## WRITTEN EXERCISE
Write the listing out again, all of it, word for word.
------------------------------
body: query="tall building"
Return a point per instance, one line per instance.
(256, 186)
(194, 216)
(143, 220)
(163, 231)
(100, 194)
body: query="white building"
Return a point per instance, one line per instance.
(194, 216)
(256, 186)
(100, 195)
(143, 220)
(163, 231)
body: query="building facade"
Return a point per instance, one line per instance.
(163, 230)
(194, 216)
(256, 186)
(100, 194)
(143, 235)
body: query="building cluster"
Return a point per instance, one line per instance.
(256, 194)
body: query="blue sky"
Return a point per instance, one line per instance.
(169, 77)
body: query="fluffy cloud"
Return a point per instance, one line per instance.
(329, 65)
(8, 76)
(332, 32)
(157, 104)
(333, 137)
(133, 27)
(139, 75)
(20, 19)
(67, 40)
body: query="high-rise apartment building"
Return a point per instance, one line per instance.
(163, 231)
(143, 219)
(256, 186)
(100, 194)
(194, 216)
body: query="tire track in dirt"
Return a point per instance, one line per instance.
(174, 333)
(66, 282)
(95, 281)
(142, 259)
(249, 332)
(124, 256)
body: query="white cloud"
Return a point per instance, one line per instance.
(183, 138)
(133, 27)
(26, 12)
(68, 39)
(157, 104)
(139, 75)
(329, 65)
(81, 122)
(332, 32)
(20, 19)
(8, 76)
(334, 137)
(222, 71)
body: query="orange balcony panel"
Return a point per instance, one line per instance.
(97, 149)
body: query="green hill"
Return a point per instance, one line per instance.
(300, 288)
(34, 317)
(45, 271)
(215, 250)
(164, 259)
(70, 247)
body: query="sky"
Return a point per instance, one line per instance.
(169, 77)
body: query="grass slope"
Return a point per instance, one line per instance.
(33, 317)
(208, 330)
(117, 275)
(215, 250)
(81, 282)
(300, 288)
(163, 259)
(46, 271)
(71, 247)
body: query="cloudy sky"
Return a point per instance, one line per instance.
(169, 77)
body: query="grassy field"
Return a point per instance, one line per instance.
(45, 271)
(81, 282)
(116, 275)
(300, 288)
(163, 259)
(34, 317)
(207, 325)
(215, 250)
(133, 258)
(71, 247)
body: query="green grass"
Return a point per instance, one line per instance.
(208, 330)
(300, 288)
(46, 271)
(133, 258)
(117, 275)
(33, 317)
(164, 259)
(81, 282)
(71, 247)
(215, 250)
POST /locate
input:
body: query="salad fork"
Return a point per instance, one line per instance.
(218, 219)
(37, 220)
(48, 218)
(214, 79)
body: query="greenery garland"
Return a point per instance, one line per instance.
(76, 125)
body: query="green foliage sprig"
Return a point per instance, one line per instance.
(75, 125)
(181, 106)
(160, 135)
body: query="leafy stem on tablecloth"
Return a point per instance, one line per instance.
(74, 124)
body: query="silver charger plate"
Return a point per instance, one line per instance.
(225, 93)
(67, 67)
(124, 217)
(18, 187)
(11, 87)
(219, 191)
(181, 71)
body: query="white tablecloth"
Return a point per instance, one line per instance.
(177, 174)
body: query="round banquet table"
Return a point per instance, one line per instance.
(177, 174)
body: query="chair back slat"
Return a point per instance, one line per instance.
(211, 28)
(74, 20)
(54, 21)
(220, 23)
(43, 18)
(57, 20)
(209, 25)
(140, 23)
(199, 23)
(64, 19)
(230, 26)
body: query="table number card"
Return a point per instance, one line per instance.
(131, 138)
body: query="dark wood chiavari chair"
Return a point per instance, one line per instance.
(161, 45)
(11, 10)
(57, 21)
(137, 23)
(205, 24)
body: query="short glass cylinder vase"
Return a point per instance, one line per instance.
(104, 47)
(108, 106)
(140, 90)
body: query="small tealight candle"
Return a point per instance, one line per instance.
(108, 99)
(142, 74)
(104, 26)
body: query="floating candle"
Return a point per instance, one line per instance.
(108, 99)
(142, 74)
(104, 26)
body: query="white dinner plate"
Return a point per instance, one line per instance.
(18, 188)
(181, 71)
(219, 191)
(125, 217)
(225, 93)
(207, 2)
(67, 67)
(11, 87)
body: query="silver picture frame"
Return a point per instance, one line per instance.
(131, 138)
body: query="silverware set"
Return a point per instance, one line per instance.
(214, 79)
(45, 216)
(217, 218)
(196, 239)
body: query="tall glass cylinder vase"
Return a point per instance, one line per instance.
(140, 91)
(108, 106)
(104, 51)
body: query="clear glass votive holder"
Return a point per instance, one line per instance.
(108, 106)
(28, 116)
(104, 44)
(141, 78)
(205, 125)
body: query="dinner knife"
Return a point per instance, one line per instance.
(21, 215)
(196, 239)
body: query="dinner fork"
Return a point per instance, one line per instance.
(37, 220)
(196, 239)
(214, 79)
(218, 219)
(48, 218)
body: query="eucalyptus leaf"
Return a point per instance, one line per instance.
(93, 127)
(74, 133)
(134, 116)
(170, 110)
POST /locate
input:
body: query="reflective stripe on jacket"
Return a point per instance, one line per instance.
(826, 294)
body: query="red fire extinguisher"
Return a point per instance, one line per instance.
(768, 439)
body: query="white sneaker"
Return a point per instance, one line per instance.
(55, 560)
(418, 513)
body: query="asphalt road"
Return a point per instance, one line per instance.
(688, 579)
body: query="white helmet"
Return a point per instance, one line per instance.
------------------------------
## FINISHED EXERCISE
body: query="tall building"
Return a point per instance, one line per instance.
(256, 186)
(194, 216)
(143, 220)
(163, 231)
(100, 194)
body: query="white building"
Return a point per instance, one line per instance.
(194, 216)
(256, 186)
(100, 195)
(143, 220)
(163, 231)
body: query="building facade"
Return a point per instance, one line per instance.
(163, 230)
(194, 216)
(256, 186)
(100, 194)
(143, 235)
body: query="building cluster"
Return a point per instance, one line per instance.
(256, 194)
body: query="blue sky"
Return a point per instance, one line per instance.
(169, 77)
body: query="fluffy cloud"
Return a point per instance, one line per instance.
(329, 65)
(8, 76)
(332, 32)
(157, 104)
(333, 137)
(133, 27)
(139, 75)
(20, 19)
(67, 40)
body: query="high-rise apartment building"
Return a point per instance, one line per instance.
(163, 231)
(143, 219)
(256, 186)
(100, 194)
(194, 216)
body: query="tire track in dirt"
Return a point per instance, one line per instance.
(174, 333)
(66, 282)
(95, 281)
(142, 259)
(249, 332)
(124, 256)
body: query="white cloud"
Return a point per instance, one line per instance.
(183, 138)
(133, 27)
(26, 12)
(68, 39)
(157, 104)
(139, 75)
(329, 65)
(81, 122)
(332, 32)
(20, 19)
(8, 76)
(334, 137)
(222, 71)
body: query="orange balcony panel"
Return a point per instance, one line per instance.
(97, 149)
body: query="green hill"
Return a point per instance, one line per instance.
(300, 288)
(34, 317)
(45, 271)
(215, 250)
(164, 259)
(70, 247)
body: query="sky"
Return a point per instance, one line per instance.
(169, 77)
body: query="grass slope"
Return a point per instance, one line per instance.
(33, 317)
(208, 330)
(117, 275)
(215, 250)
(81, 282)
(300, 288)
(163, 259)
(46, 271)
(71, 247)
body: query="cloudy sky"
Return a point per instance, one line per instance.
(169, 77)
body: query="grassy field"
Return a point per instance, one line per instance.
(45, 271)
(81, 282)
(116, 275)
(300, 288)
(163, 259)
(34, 317)
(207, 325)
(215, 250)
(133, 258)
(71, 247)
body: query="green grass"
Return a point per instance, one line per instance.
(208, 330)
(300, 288)
(46, 271)
(133, 258)
(117, 275)
(33, 317)
(164, 259)
(81, 282)
(71, 247)
(215, 250)
POST /locate
input:
body: query="salad fork"
Return a point per instance, one line per instance.
(218, 219)
(37, 220)
(48, 218)
(214, 79)
body: query="greenery garland"
Return a point per instance, one line per instance.
(76, 125)
body: query="green foliage sprig"
Return a point per instance, one line per instance.
(75, 125)
(181, 106)
(160, 135)
body: query="leafy stem on tablecloth"
Return a point per instance, one line per instance.
(74, 124)
body: query="silver charger plate"
Return a point per instance, one line per instance.
(225, 93)
(67, 67)
(124, 217)
(18, 187)
(11, 87)
(219, 191)
(181, 71)
body: query="white tablecloth"
Return a point per instance, one line per instance.
(177, 174)
body: query="round banquet table"
Return a point per instance, one line per instance.
(177, 174)
body: query="chair back slat"
Return a point per instance, one line per instance.
(211, 28)
(74, 20)
(54, 21)
(220, 23)
(43, 18)
(57, 20)
(209, 25)
(140, 23)
(199, 23)
(64, 19)
(230, 26)
body: query="table number card"
Return a point per instance, one line per instance.
(131, 138)
body: query="dark wood chiavari chair"
Return a point per instance, one line per instance.
(161, 45)
(11, 10)
(57, 21)
(137, 23)
(205, 24)
body: query="short glass cylinder vase"
Return a point per instance, one line per instance.
(104, 47)
(108, 106)
(140, 90)
body: query="small tealight candle"
Return a point per instance, one line per instance.
(108, 99)
(142, 74)
(104, 26)
body: query="floating candle"
Return a point per instance, one line per instance.
(108, 99)
(142, 74)
(104, 26)
body: query="white dinner plate"
Return a point per instance, one line per instance.
(18, 188)
(181, 71)
(219, 191)
(125, 217)
(225, 93)
(207, 2)
(67, 67)
(11, 87)
body: query="silver picture frame"
Return a point per instance, one line per instance.
(131, 138)
body: query="silverware set"
Return a point per instance, one line per instance.
(214, 79)
(45, 216)
(217, 218)
(196, 239)
body: query="tall glass cylinder vase"
Return a point per instance, one line per instance.
(140, 91)
(108, 106)
(104, 51)
body: query="clear glass votive holder"
Return a point per instance, one line per instance.
(108, 106)
(28, 116)
(104, 44)
(141, 78)
(205, 125)
body: query="dinner knife"
Return a point per instance, one line per instance.
(21, 215)
(196, 239)
body: query="dinner fork"
Return a point per instance, one line per instance.
(37, 220)
(196, 239)
(214, 79)
(218, 219)
(48, 218)
body: query="eucalyptus leaf"
Return a point per instance, one line per instance.
(93, 127)
(74, 133)
(134, 116)
(170, 110)
POST /locate
input:
body: query="reflective stripe on jacket"
Return a point per instance, one line per instance.
(826, 294)
body: query="red fire extinguisher"
Return a point per instance, one line per instance.
(768, 439)
body: query="white sneaker"
Return a point per instance, one line per instance.
(55, 560)
(418, 513)
body: query="asphalt road"
Return a point per instance, one line per instance.
(688, 579)
body: query="white helmet"
Return a point per instance, one line per instance.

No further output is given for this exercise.